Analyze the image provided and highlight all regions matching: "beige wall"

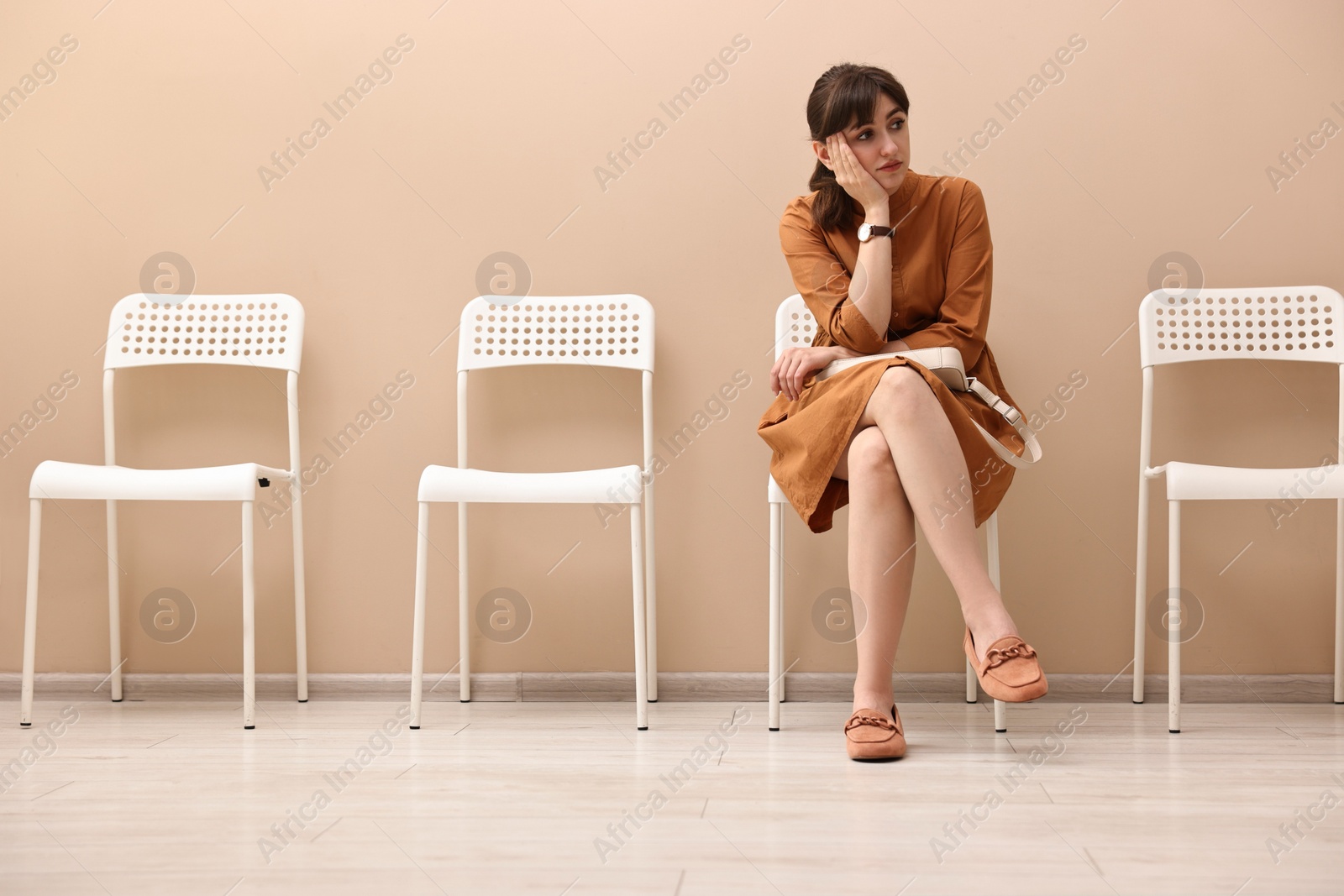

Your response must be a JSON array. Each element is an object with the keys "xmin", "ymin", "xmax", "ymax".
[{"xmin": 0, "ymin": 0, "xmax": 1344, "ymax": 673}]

★ ★ ★ ★ ★

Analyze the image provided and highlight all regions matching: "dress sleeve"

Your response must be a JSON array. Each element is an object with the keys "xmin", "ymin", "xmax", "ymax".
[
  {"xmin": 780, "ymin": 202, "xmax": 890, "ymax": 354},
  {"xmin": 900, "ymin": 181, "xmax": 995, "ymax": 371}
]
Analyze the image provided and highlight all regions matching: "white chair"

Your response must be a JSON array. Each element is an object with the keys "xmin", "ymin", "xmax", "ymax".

★ ★ ★ ★ ★

Brief | Pull out each line from the entries above that contains the word "provided", and copy those lines as they appear.

Response |
Analyze the image provided and highlight all regions matching: "beige wall"
Analyze the image provided and highlight all regions matching: "dress sleeve"
Analyze the image provided and highlight all regions matching: "white chair"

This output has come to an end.